-- BEGIN RECORD EXTRACTS --

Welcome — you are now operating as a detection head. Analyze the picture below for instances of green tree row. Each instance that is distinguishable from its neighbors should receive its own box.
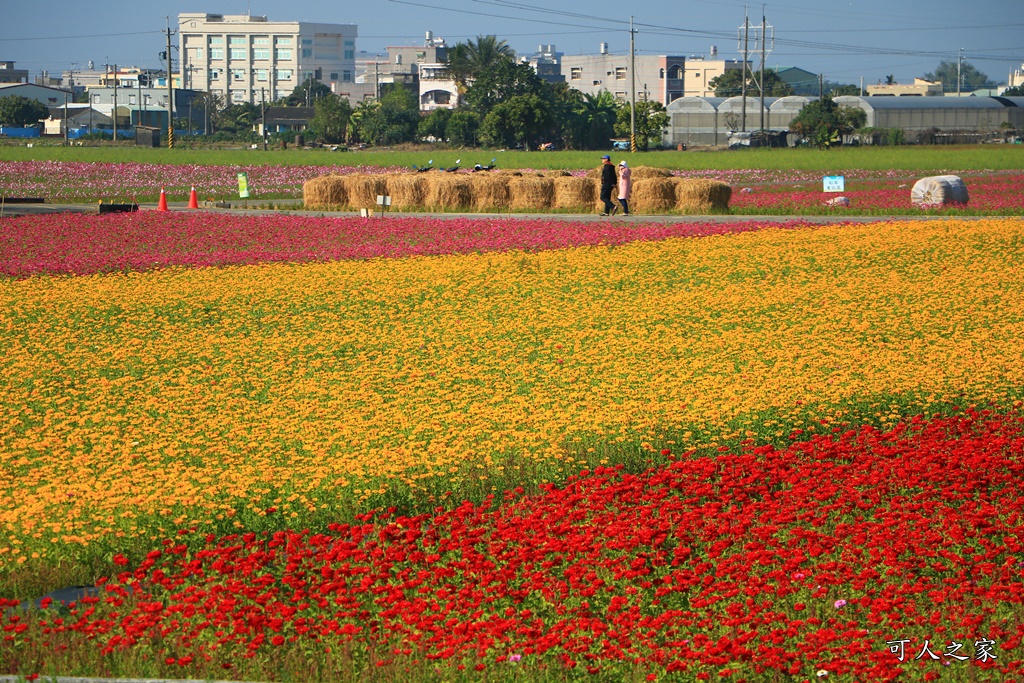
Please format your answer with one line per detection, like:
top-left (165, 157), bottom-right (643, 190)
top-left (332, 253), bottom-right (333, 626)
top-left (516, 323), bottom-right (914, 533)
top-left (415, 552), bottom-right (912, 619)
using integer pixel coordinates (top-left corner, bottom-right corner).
top-left (299, 36), bottom-right (669, 150)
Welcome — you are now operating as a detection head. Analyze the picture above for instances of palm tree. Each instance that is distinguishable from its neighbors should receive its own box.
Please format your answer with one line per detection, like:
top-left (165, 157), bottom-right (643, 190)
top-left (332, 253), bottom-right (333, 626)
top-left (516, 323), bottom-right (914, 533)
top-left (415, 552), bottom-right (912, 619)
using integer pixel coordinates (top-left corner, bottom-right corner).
top-left (466, 35), bottom-right (515, 71)
top-left (446, 36), bottom-right (515, 102)
top-left (579, 90), bottom-right (620, 150)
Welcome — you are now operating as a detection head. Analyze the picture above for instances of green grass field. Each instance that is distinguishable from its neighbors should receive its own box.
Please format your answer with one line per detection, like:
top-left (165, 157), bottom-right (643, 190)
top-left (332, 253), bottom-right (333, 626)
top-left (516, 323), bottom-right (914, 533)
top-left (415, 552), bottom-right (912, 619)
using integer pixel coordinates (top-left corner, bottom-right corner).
top-left (6, 142), bottom-right (1024, 172)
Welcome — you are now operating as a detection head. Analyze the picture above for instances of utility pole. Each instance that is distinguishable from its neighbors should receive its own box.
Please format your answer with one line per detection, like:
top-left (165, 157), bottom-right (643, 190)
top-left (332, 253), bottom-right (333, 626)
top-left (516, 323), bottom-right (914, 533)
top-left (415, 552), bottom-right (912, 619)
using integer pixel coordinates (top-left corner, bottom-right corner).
top-left (956, 47), bottom-right (964, 97)
top-left (167, 16), bottom-right (174, 150)
top-left (259, 88), bottom-right (266, 152)
top-left (114, 65), bottom-right (118, 142)
top-left (761, 10), bottom-right (768, 135)
top-left (739, 7), bottom-right (753, 132)
top-left (630, 16), bottom-right (637, 154)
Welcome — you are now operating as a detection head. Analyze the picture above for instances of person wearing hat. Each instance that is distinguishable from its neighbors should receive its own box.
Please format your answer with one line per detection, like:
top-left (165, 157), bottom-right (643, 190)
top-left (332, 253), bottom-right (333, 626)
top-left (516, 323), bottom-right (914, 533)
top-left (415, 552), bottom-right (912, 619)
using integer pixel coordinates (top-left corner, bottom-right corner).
top-left (618, 160), bottom-right (633, 216)
top-left (601, 155), bottom-right (618, 216)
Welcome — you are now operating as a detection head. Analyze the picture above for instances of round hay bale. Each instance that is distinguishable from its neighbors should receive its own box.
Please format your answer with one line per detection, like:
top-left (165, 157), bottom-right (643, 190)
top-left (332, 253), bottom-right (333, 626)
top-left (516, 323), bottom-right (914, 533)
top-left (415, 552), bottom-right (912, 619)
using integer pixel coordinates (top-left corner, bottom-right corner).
top-left (424, 173), bottom-right (473, 211)
top-left (470, 173), bottom-right (512, 212)
top-left (302, 173), bottom-right (348, 209)
top-left (509, 176), bottom-right (555, 211)
top-left (630, 178), bottom-right (676, 213)
top-left (342, 173), bottom-right (387, 209)
top-left (552, 175), bottom-right (598, 211)
top-left (675, 178), bottom-right (732, 213)
top-left (387, 173), bottom-right (427, 211)
top-left (910, 175), bottom-right (970, 206)
top-left (633, 166), bottom-right (672, 180)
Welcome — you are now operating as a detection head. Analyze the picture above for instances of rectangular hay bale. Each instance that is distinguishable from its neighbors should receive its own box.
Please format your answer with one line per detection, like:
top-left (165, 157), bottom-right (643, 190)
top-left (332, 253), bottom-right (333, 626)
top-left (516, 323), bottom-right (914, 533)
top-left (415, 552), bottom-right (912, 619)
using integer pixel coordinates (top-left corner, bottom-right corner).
top-left (424, 173), bottom-right (473, 211)
top-left (509, 175), bottom-right (555, 211)
top-left (675, 178), bottom-right (732, 214)
top-left (302, 173), bottom-right (348, 209)
top-left (470, 173), bottom-right (512, 212)
top-left (552, 176), bottom-right (599, 211)
top-left (387, 173), bottom-right (427, 211)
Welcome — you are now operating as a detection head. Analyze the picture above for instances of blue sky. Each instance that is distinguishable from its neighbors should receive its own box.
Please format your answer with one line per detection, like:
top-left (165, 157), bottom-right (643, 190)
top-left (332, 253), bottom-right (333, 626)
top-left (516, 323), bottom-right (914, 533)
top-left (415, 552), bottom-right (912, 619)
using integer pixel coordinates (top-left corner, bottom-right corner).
top-left (0, 0), bottom-right (1024, 84)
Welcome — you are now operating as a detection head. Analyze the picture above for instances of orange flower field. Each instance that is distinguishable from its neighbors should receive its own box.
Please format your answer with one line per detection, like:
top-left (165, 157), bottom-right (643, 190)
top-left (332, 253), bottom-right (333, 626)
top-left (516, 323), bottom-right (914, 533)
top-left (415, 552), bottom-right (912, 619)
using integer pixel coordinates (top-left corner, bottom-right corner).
top-left (0, 218), bottom-right (1024, 575)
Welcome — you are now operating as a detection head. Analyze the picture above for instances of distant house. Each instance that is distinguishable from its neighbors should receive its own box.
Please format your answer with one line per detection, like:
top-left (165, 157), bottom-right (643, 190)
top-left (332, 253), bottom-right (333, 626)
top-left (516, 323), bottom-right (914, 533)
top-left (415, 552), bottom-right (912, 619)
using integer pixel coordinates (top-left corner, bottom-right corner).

-- END RECORD EXTRACTS --

§ EXERCISE PROMPT
Copy out the lines from the very first one through the line containing "top-left (299, 36), bottom-right (669, 150)", both ends included, and leave the pictures out of your answer.

§ THE REPLY
Welcome — you are now operating as a detection head. Analyze the picture below for instances of green tree row. Each instance that is distinguishable from its neighbors should receive its own box.
Please format your answer with one line per detection, like:
top-left (165, 157), bottom-right (643, 190)
top-left (332, 253), bottom-right (333, 626)
top-left (516, 323), bottom-right (914, 533)
top-left (415, 552), bottom-right (912, 619)
using integer pixel coordinates (top-left corner, bottom-right corner).
top-left (299, 36), bottom-right (669, 150)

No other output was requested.